EXTRACT TO READ -
────────────────────
In this fourth adventure of The Lost and Founds, beneath the sweltering summer sun and the six billion midnight stars, one truth emerges, searing itself on their hearts: in the desert, everything burns.


Review: I must admit–I am not very clever, not when it comes to riddles or subtle clues. For some reason, while I can often suss out who the bad guy is in a mystery novel, I really do very poorly at picking up clues in any other form of writing. For this reason, I hesitated to review the latest novel in Edmond Manning’s Lost and Founds series, King John. I was afraid I could not do it justice–not give it the credit it deserved as being a clever and multi-layered work of fiction. With these thoughts in the back of my mind I moved on, knowing full well I would read this lyrically beautiful piece of fiction–whether for the purposes of reviewing it or not. There is a good reason for this. You see, I am a “kingite”, a hardcore fan of this series and this author. And, yes, I just made that title “kingite” up, and I rather like it!
────────────────────
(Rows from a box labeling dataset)
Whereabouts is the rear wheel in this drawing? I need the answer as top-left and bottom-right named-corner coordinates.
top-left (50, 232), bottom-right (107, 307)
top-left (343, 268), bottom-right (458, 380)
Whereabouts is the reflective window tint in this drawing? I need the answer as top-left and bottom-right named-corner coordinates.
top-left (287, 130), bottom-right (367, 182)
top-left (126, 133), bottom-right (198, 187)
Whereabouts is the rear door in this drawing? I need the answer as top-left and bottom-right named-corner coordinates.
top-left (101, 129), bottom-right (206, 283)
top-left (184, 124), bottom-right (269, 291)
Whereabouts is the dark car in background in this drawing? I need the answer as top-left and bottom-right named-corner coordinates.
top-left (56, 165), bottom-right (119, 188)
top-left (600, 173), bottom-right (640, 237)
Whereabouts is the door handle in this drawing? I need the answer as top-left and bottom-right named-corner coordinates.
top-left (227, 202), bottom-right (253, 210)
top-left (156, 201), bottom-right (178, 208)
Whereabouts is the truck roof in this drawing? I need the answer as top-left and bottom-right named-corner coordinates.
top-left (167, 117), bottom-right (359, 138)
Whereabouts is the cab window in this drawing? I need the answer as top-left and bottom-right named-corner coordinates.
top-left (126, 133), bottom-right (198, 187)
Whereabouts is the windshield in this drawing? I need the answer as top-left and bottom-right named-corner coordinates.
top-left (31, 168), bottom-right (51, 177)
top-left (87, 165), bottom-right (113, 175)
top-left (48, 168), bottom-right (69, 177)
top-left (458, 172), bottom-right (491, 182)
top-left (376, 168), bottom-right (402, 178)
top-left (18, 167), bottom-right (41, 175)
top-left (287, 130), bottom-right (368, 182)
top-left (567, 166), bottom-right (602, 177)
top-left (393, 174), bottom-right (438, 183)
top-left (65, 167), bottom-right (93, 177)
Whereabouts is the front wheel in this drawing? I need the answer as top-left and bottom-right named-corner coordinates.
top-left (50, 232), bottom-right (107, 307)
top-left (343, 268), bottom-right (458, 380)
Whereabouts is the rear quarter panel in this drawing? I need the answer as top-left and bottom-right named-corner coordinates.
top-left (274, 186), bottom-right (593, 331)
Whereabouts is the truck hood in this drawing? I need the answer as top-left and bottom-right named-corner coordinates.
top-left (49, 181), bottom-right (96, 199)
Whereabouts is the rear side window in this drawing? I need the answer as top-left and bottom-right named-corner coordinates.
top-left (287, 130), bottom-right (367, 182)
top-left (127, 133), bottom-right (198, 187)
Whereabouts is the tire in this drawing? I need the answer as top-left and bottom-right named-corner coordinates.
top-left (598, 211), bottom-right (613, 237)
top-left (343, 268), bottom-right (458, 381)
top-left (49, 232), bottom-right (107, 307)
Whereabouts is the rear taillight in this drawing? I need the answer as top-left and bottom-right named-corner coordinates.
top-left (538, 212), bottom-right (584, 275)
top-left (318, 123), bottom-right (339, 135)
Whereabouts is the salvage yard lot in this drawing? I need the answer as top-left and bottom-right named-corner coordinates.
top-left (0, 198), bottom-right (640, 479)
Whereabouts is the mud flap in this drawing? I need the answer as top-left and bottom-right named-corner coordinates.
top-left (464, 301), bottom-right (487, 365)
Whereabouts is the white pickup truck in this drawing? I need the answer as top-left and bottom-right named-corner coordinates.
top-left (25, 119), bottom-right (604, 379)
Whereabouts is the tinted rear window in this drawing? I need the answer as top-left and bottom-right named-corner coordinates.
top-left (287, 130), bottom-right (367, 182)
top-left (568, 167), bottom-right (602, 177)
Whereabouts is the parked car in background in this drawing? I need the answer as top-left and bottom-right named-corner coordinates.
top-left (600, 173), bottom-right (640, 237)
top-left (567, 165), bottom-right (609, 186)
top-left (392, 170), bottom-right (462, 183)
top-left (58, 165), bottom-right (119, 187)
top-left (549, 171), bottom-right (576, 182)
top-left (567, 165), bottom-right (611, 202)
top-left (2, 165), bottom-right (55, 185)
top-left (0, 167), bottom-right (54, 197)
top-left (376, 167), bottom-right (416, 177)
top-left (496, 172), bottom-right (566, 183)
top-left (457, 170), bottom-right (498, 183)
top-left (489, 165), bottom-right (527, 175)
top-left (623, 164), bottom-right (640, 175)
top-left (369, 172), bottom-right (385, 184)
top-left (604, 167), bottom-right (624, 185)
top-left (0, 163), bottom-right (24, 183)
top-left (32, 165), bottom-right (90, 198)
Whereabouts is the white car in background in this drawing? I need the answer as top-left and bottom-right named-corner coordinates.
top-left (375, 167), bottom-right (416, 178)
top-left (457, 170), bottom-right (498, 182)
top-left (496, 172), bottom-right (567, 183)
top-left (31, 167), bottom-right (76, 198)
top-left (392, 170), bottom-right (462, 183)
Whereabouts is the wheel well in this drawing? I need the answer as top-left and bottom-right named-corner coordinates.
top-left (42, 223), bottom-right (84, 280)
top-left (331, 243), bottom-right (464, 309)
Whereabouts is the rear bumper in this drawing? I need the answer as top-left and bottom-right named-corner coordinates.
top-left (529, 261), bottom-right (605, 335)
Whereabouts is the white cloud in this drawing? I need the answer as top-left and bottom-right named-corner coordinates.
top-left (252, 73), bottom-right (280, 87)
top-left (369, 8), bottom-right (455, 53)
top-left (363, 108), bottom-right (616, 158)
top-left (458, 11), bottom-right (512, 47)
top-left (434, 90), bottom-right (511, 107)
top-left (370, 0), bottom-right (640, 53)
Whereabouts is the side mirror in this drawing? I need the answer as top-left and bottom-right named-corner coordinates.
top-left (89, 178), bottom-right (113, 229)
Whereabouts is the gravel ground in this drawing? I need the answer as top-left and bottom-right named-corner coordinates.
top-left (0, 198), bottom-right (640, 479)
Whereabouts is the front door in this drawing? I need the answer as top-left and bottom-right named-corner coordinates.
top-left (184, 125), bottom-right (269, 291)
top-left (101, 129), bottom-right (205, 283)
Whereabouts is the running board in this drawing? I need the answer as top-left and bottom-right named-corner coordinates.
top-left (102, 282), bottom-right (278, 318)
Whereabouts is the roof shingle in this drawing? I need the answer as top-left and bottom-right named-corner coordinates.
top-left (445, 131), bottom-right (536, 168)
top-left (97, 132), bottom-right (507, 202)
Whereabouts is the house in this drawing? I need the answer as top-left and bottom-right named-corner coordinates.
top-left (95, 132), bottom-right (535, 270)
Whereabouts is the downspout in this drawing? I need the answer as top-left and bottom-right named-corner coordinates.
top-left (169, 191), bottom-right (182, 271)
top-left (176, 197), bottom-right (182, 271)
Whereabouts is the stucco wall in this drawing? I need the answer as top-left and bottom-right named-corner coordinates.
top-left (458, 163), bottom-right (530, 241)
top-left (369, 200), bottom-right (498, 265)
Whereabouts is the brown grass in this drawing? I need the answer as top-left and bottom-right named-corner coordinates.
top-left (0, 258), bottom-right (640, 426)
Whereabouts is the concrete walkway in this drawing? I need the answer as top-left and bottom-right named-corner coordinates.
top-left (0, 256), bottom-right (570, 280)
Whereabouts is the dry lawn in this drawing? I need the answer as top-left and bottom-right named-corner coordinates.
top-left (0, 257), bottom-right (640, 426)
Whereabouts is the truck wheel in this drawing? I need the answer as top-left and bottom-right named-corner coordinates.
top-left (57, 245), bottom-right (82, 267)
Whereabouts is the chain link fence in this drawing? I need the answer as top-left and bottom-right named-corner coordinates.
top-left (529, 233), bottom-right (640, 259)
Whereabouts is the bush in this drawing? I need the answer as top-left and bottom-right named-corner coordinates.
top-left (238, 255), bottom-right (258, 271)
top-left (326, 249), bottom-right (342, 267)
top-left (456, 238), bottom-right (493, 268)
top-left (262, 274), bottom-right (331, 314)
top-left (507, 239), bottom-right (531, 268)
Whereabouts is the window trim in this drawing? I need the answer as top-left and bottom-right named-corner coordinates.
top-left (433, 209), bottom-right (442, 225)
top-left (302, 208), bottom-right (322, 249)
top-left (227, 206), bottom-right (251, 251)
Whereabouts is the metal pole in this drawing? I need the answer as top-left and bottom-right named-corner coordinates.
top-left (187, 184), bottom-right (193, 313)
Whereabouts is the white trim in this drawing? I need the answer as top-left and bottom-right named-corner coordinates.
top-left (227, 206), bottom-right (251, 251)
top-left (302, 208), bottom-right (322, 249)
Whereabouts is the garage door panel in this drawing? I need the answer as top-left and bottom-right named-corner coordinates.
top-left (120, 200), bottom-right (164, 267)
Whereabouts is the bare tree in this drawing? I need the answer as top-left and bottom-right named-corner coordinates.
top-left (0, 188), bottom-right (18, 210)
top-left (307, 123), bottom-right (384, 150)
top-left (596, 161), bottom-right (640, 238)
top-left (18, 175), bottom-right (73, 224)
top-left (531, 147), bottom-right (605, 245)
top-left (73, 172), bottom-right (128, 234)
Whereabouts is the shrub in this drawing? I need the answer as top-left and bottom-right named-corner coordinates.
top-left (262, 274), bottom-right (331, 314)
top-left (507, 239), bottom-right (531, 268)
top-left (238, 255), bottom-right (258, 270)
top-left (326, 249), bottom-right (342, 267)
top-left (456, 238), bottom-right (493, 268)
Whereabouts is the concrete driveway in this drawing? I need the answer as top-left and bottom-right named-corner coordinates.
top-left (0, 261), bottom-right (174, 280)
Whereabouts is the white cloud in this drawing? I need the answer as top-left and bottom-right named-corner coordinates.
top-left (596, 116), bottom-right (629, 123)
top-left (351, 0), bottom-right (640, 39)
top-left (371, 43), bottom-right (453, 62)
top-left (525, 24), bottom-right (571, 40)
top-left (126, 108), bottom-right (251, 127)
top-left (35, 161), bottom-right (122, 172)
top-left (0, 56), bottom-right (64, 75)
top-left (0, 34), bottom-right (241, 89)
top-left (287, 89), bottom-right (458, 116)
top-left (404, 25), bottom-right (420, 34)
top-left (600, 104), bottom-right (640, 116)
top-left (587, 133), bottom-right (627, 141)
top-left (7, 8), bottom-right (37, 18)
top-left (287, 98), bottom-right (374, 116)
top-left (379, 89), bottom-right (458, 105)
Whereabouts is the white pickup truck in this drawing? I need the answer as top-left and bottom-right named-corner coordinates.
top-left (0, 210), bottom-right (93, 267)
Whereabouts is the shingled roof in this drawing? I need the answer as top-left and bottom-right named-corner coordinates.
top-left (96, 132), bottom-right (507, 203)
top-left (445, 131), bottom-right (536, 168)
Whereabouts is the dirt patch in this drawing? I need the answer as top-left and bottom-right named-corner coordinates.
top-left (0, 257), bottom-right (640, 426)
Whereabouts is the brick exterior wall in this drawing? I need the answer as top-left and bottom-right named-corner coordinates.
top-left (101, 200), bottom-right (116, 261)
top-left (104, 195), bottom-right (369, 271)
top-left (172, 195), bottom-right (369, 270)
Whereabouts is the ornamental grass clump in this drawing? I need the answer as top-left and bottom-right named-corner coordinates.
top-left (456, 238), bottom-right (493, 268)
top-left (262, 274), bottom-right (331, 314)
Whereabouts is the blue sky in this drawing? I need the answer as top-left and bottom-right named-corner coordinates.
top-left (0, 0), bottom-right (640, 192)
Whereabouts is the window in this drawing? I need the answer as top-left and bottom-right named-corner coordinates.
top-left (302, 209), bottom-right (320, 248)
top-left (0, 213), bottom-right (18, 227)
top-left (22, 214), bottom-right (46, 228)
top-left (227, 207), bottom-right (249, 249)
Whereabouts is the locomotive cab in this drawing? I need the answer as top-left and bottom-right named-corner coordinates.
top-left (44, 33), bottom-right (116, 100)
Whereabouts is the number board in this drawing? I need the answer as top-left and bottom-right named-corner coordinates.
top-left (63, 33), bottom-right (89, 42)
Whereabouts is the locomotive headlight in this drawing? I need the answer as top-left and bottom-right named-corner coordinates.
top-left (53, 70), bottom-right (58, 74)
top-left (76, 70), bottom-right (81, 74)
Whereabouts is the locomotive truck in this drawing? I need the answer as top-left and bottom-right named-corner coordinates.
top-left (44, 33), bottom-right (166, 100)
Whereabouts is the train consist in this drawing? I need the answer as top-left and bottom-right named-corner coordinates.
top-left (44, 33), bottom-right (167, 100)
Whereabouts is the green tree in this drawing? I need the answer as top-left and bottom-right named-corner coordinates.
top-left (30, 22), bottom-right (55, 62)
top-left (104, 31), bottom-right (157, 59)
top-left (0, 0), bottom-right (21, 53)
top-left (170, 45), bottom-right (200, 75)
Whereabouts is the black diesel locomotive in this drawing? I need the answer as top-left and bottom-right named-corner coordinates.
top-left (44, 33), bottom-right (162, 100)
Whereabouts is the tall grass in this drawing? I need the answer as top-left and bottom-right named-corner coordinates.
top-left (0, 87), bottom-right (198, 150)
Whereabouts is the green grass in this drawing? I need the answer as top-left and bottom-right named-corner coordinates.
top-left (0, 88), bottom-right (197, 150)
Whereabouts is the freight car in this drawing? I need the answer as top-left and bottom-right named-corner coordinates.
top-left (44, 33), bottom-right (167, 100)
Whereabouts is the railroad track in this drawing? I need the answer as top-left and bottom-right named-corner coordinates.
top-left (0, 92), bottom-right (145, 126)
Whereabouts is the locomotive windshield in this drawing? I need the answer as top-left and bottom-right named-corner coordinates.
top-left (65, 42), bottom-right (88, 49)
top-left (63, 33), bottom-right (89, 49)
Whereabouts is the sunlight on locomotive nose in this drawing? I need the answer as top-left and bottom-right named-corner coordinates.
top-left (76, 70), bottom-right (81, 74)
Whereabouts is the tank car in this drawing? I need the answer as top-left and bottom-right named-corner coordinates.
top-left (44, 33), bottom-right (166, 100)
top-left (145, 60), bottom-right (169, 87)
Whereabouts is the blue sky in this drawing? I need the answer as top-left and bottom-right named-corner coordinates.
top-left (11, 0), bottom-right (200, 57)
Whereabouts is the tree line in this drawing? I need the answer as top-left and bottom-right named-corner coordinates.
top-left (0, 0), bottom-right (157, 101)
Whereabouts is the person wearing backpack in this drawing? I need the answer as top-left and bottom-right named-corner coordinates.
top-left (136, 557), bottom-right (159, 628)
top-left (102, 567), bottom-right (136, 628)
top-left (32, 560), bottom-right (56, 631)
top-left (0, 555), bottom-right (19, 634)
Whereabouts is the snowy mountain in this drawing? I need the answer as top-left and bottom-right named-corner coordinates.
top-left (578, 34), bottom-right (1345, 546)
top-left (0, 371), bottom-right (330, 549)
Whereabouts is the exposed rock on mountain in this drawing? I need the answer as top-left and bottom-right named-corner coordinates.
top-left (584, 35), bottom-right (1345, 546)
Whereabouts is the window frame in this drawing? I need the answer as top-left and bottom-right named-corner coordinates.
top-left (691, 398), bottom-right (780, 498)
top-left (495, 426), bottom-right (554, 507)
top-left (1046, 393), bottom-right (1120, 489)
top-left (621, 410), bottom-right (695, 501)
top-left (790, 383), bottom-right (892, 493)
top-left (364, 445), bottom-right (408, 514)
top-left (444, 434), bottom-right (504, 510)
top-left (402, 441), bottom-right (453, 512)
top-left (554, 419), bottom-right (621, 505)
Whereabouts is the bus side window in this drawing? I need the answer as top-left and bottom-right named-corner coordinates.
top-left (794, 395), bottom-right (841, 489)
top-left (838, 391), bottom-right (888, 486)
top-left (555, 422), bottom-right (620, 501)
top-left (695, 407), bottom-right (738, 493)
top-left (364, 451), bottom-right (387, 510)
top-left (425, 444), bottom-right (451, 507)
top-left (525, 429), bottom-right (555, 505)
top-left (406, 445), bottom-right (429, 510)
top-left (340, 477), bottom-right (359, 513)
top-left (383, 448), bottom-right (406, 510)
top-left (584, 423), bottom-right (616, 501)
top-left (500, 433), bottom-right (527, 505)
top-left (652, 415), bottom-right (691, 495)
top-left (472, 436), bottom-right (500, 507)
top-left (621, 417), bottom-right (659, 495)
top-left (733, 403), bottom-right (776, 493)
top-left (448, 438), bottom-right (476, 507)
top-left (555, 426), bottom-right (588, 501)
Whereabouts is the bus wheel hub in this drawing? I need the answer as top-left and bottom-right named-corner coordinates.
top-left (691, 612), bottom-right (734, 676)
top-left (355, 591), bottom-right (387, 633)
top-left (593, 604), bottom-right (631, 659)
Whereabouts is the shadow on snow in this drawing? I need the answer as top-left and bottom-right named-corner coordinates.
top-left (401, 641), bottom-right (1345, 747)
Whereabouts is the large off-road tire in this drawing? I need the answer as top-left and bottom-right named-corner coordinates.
────────────────────
JOB 1 - Reproduce the book review word for word, from start to finish.
JOB 2 - Format the entries from their first line through the line containing "top-left (184, 124), bottom-right (269, 291)" as a JSON list of strings, one string per line and no blank lines. Include both of those lines and nothing outside that range.

CORRECT RESULT 1 -
In this fourth adventure of The Lost and Founds, beneath the sweltering summer sun and the six billion midnight stars, one truth emerges, searing itself on their hearts: in the desert, everything burns.


Review: I must admit–I am not very clever, not when it comes to riddles or subtle clues. For some reason, while I can often suss out who the bad guy is in a mystery novel, I really do very poorly at picking up clues in any other form of writing. For this reason, I hesitated to review the latest novel in Edmond Manning’s Lost and Founds series, King John. I was afraid I could not do it justice–not give it the credit it deserved as being a clever and multi-layered work of fiction. With these thoughts in the back of my mind I moved on, knowing full well I would read this lyrically beautiful piece of fiction–whether for the purposes of reviewing it or not. There is a good reason for this. You see, I am a “kingite”, a hardcore fan of this series and this author. And, yes, I just made that title “kingite” up, and I rather like it!

CORRECT RESULT 2 -
[
  "Whereabouts is the rear wheel in this drawing? I need the answer as top-left and bottom-right named-corner coordinates.",
  "top-left (50, 232), bottom-right (107, 307)",
  "top-left (343, 268), bottom-right (458, 380)",
  "Whereabouts is the reflective window tint in this drawing? I need the answer as top-left and bottom-right named-corner coordinates.",
  "top-left (287, 130), bottom-right (367, 182)",
  "top-left (126, 133), bottom-right (198, 187)",
  "Whereabouts is the rear door in this drawing? I need the answer as top-left and bottom-right named-corner coordinates.",
  "top-left (101, 129), bottom-right (206, 283)",
  "top-left (184, 124), bottom-right (269, 291)"
]